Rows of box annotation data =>

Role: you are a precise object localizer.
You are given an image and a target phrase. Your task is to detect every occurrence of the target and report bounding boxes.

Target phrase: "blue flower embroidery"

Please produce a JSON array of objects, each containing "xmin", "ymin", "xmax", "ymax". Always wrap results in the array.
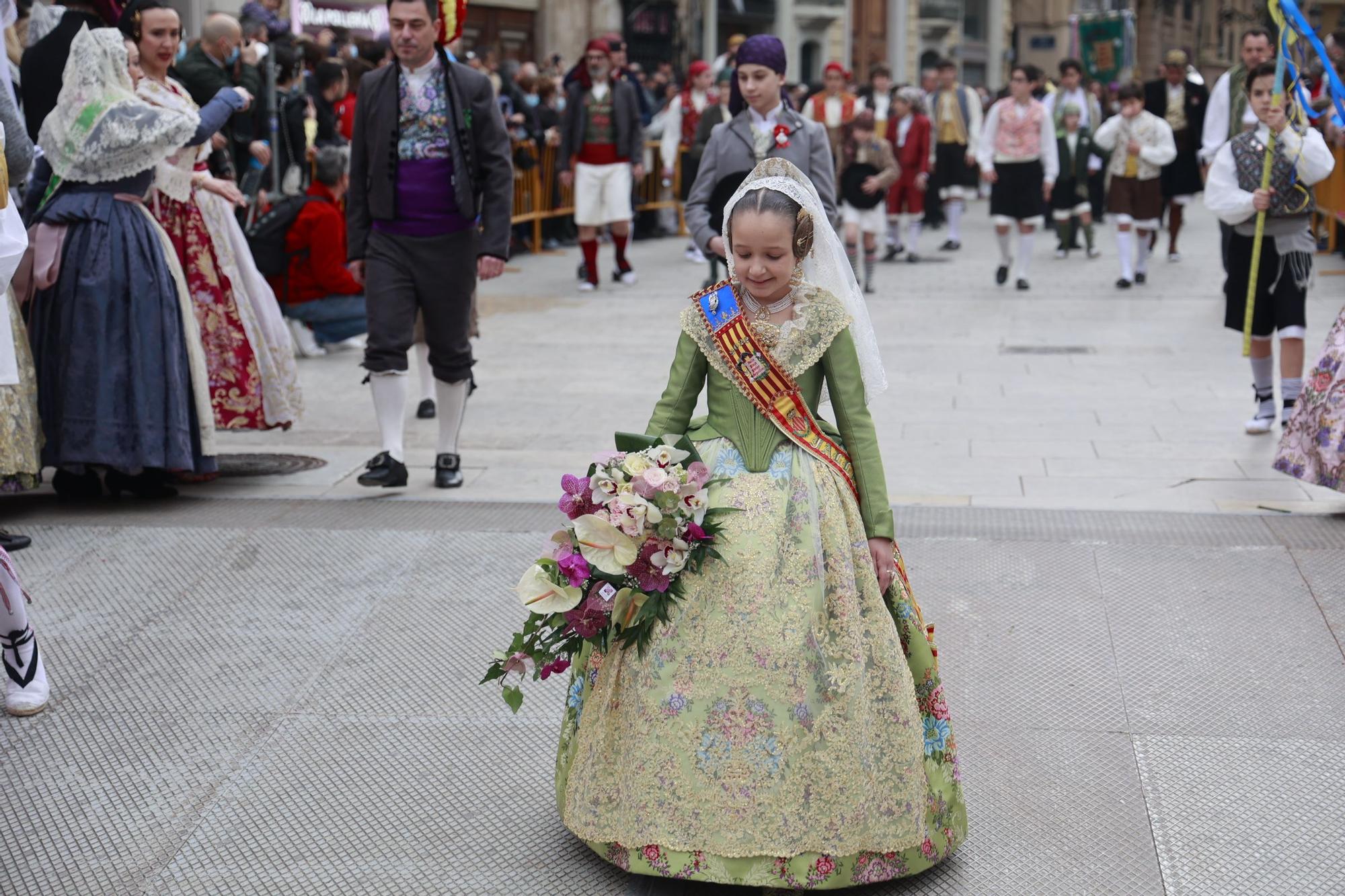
[
  {"xmin": 924, "ymin": 716, "xmax": 948, "ymax": 756},
  {"xmin": 565, "ymin": 677, "xmax": 584, "ymax": 728}
]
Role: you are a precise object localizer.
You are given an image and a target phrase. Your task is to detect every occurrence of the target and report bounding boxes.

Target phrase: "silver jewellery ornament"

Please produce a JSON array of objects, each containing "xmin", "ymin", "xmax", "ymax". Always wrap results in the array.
[{"xmin": 721, "ymin": 159, "xmax": 888, "ymax": 403}]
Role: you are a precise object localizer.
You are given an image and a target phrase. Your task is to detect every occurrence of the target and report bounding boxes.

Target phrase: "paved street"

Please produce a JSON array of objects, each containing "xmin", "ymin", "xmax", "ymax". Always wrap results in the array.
[
  {"xmin": 145, "ymin": 203, "xmax": 1345, "ymax": 513},
  {"xmin": 0, "ymin": 198, "xmax": 1345, "ymax": 896}
]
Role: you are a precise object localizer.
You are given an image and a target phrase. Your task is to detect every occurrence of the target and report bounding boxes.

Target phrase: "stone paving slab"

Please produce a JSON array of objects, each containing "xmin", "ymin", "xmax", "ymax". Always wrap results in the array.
[{"xmin": 0, "ymin": 498, "xmax": 1345, "ymax": 896}]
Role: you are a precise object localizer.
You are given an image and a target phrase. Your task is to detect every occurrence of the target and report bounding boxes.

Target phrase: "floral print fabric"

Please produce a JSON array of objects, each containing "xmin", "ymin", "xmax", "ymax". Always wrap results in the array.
[
  {"xmin": 153, "ymin": 192, "xmax": 266, "ymax": 429},
  {"xmin": 1275, "ymin": 309, "xmax": 1345, "ymax": 491},
  {"xmin": 557, "ymin": 438, "xmax": 966, "ymax": 889}
]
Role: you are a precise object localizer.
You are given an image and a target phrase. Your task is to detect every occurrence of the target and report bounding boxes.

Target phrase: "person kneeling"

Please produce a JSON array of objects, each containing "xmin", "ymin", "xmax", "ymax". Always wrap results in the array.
[
  {"xmin": 1205, "ymin": 62, "xmax": 1336, "ymax": 434},
  {"xmin": 281, "ymin": 147, "xmax": 369, "ymax": 355}
]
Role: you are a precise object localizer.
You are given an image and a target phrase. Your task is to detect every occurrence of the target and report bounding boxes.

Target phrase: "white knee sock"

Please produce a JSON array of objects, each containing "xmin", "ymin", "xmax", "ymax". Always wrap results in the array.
[
  {"xmin": 434, "ymin": 379, "xmax": 472, "ymax": 455},
  {"xmin": 943, "ymin": 199, "xmax": 962, "ymax": 242},
  {"xmin": 416, "ymin": 341, "xmax": 434, "ymax": 401},
  {"xmin": 1116, "ymin": 230, "xmax": 1135, "ymax": 280},
  {"xmin": 907, "ymin": 215, "xmax": 924, "ymax": 253},
  {"xmin": 1018, "ymin": 231, "xmax": 1037, "ymax": 280},
  {"xmin": 369, "ymin": 370, "xmax": 406, "ymax": 463}
]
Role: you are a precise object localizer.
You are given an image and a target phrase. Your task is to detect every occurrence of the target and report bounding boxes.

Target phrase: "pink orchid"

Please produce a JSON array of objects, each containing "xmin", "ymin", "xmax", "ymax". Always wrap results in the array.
[
  {"xmin": 686, "ymin": 522, "xmax": 712, "ymax": 541},
  {"xmin": 557, "ymin": 549, "xmax": 592, "ymax": 588},
  {"xmin": 503, "ymin": 650, "xmax": 534, "ymax": 678},
  {"xmin": 565, "ymin": 599, "xmax": 608, "ymax": 638},
  {"xmin": 539, "ymin": 657, "xmax": 570, "ymax": 681},
  {"xmin": 557, "ymin": 474, "xmax": 594, "ymax": 520}
]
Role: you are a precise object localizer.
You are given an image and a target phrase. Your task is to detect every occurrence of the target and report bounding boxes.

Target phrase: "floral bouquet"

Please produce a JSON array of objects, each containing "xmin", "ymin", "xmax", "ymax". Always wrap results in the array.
[{"xmin": 482, "ymin": 433, "xmax": 733, "ymax": 712}]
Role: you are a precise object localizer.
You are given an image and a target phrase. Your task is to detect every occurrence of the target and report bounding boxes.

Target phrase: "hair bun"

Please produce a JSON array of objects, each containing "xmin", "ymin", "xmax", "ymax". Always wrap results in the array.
[{"xmin": 794, "ymin": 208, "xmax": 814, "ymax": 259}]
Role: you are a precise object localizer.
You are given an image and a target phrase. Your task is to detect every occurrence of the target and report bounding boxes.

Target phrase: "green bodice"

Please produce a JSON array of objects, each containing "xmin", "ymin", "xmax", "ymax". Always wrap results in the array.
[{"xmin": 646, "ymin": 288, "xmax": 893, "ymax": 538}]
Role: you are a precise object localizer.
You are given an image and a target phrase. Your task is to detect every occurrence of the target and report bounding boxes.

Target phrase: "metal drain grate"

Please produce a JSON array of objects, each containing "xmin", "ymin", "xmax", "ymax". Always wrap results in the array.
[
  {"xmin": 999, "ymin": 345, "xmax": 1098, "ymax": 355},
  {"xmin": 218, "ymin": 455, "xmax": 327, "ymax": 477}
]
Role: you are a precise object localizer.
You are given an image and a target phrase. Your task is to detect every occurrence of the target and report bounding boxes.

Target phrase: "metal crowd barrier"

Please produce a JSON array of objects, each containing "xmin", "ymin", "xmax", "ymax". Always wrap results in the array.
[{"xmin": 511, "ymin": 140, "xmax": 686, "ymax": 251}]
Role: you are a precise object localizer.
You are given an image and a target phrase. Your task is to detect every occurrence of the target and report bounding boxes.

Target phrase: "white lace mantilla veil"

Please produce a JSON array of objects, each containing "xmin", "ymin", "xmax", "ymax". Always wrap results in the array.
[
  {"xmin": 38, "ymin": 27, "xmax": 200, "ymax": 183},
  {"xmin": 721, "ymin": 159, "xmax": 888, "ymax": 403}
]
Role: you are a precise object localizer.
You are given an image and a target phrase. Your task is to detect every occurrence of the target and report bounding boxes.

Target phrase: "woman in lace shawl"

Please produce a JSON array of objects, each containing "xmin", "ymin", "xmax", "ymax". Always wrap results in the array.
[
  {"xmin": 28, "ymin": 28, "xmax": 247, "ymax": 498},
  {"xmin": 555, "ymin": 159, "xmax": 967, "ymax": 889},
  {"xmin": 118, "ymin": 0, "xmax": 303, "ymax": 429}
]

To be done =>
Reproduce the material above in full and without alteration, but skip all pictures.

Solution to this problem =>
Role: you are a precise object localizer.
You are given an image and a target phrase. Your task is to detect every occurrence of the target and report bounding boxes.

Target phrase: "blue flower embroidery"

Please produce a JSON array of objects, each containing "xmin", "ymin", "xmax", "ymax". Always wrap results in the array.
[
  {"xmin": 924, "ymin": 716, "xmax": 948, "ymax": 756},
  {"xmin": 565, "ymin": 677, "xmax": 584, "ymax": 728}
]
Role: you are a precise object localizer.
You are given an image and a target phrase. Your task is to detect every occurrence of the target and report bounding boxes.

Target phrase: "silver jewellery ornament"

Please produce a JSON array of objects, each containing "xmin", "ymin", "xmax", "ymax". Always wrap results in the array.
[{"xmin": 721, "ymin": 159, "xmax": 888, "ymax": 403}]
Role: you are a precise object localizer.
You are given an image and a target phrase. Your task is to detect every occurrence of the target and report bounding boxes.

Target phrase: "paved street"

Please produce a JSON array of objects, each containing "xmin", "ymin", "xmax", "ymax". Always wrap results in the array.
[
  {"xmin": 145, "ymin": 203, "xmax": 1345, "ymax": 513},
  {"xmin": 0, "ymin": 198, "xmax": 1345, "ymax": 896}
]
Role: you are a precise object localizer.
You are given an image and a target phrase. Your task is to detect every occurrence of the target and report bounding boxes.

Target phrase: "stone paving slab"

Please produce a JSON array of objects, each containing "xmin", "ymin", "xmax", "ymax". Always wrap results in the array.
[{"xmin": 0, "ymin": 498, "xmax": 1345, "ymax": 896}]
Role: you are a precise object localizer.
You are given an image and a target phrase. Your task is to detect every occurrence of the target and report bounding boxes.

Target phrase: "floral print fabric"

Please produce a JSON array of objects, each containing "xmin", "ymin", "xmax", "ymax". Always wrap results in the array.
[
  {"xmin": 153, "ymin": 192, "xmax": 266, "ymax": 429},
  {"xmin": 1275, "ymin": 309, "xmax": 1345, "ymax": 491},
  {"xmin": 557, "ymin": 438, "xmax": 966, "ymax": 889}
]
Role: you are a precise object localizer.
You are given an image and a target phrase. Your task is to detect every occurrence of the target and report bounding boxes.

Target phrase: "person kneeling"

Please produce a JSON array of objects, each containing "xmin", "ymin", "xmax", "ymax". Always wrap results in the array.
[
  {"xmin": 1205, "ymin": 62, "xmax": 1336, "ymax": 434},
  {"xmin": 281, "ymin": 147, "xmax": 369, "ymax": 355}
]
Role: you are a precise object localizer.
You are given an image and a target phrase. Your task is to detect every occurrence of the target and report bounding boxes.

Target phrase: "white knee sock"

Please produce a JSON array of objects, each containing "xmin", "ymin", "xmax", "ymax". Always wrap results in the array.
[
  {"xmin": 434, "ymin": 379, "xmax": 472, "ymax": 455},
  {"xmin": 943, "ymin": 199, "xmax": 962, "ymax": 242},
  {"xmin": 416, "ymin": 341, "xmax": 434, "ymax": 401},
  {"xmin": 1116, "ymin": 230, "xmax": 1135, "ymax": 280},
  {"xmin": 907, "ymin": 215, "xmax": 924, "ymax": 253},
  {"xmin": 1018, "ymin": 231, "xmax": 1037, "ymax": 280},
  {"xmin": 369, "ymin": 370, "xmax": 406, "ymax": 463}
]
Role: you are a precise object localizer.
You are given an image and a target phrase. Your task is to detect every occurrence of the target and report bounding boxes.

Target phrase: "pink orchid"

Please produce a JSON array of objects, each containing "xmin", "ymin", "xmax", "ymax". Always wrap results in the array.
[
  {"xmin": 686, "ymin": 522, "xmax": 712, "ymax": 541},
  {"xmin": 557, "ymin": 549, "xmax": 592, "ymax": 588},
  {"xmin": 503, "ymin": 650, "xmax": 534, "ymax": 678},
  {"xmin": 565, "ymin": 599, "xmax": 608, "ymax": 638},
  {"xmin": 539, "ymin": 657, "xmax": 570, "ymax": 681},
  {"xmin": 557, "ymin": 474, "xmax": 594, "ymax": 520}
]
Role: you are a precise object localizer.
You are given an image and a target phrase. Your task is to detect every occurrence of the target and report bounding boxes.

Target phrase: "floral bouquet"

Please produce a JSON array of objects, each containing "xmin", "ymin", "xmax", "ymax". Always wrap results in the array.
[{"xmin": 482, "ymin": 433, "xmax": 733, "ymax": 712}]
Role: you are a precise object localizer.
You are given an image and a target phrase. Your task is to detect every occurrence of the target and report bounding boxes.

Target phrase: "hair bun"

Please produce a JSON array of objects, each containing "xmin", "ymin", "xmax", "ymax". Always wrap results in the array.
[{"xmin": 794, "ymin": 208, "xmax": 814, "ymax": 259}]
Role: you are a precise object localizer.
You are given an image and a target phrase. Your task is to detect every occurrence of the target and report bounding boxes.

Target phrase: "green bodice"

Please produce a JSON array of objects, each containing "xmin", "ymin", "xmax", "ymax". Always wrap results in the array.
[{"xmin": 646, "ymin": 288, "xmax": 893, "ymax": 538}]
Role: you are a precise object localizer.
You are given an image and a target phrase. Your task is to detect every occurrence of the target and report bounding boxes.

Target phrase: "metal drain grate"

Please produce a JSON array of objects, each containing "xmin", "ymin", "xmax", "ymax". Always wrap results in the array.
[
  {"xmin": 999, "ymin": 345, "xmax": 1098, "ymax": 355},
  {"xmin": 218, "ymin": 455, "xmax": 327, "ymax": 477}
]
Role: you are a precise object localizer.
You are given an image and a target phrase. Your task is to detect every occurrence of the target and report bounding boxes.

Target phrase: "metal crowd barrier"

Please produce a JSON array of objects, each containing "xmin", "ymin", "xmax", "ymax". Always wrap results in the array.
[{"xmin": 511, "ymin": 140, "xmax": 686, "ymax": 251}]
Role: you are a precise object localizer.
You are given an image and a target phrase. Your task is to detect every occurrence of the target and report bounding boxes.

Target phrase: "white lace mantilla veil"

Please produce a JSON array of objects, each containing "xmin", "ymin", "xmax", "ymax". Always wrap results in the array.
[
  {"xmin": 38, "ymin": 27, "xmax": 200, "ymax": 183},
  {"xmin": 721, "ymin": 159, "xmax": 888, "ymax": 403}
]
Role: you are a precise object localizer.
You are given an image and a target phrase. Your task is to detect every occurrence of the target and report bounding boxes.

Target phrase: "woman in lace shawl"

Please produce a JSON array of objects, each containing "xmin", "ymin", "xmax", "ymax". Always wrap results in the array.
[
  {"xmin": 28, "ymin": 28, "xmax": 247, "ymax": 498},
  {"xmin": 555, "ymin": 159, "xmax": 967, "ymax": 889},
  {"xmin": 118, "ymin": 0, "xmax": 303, "ymax": 429}
]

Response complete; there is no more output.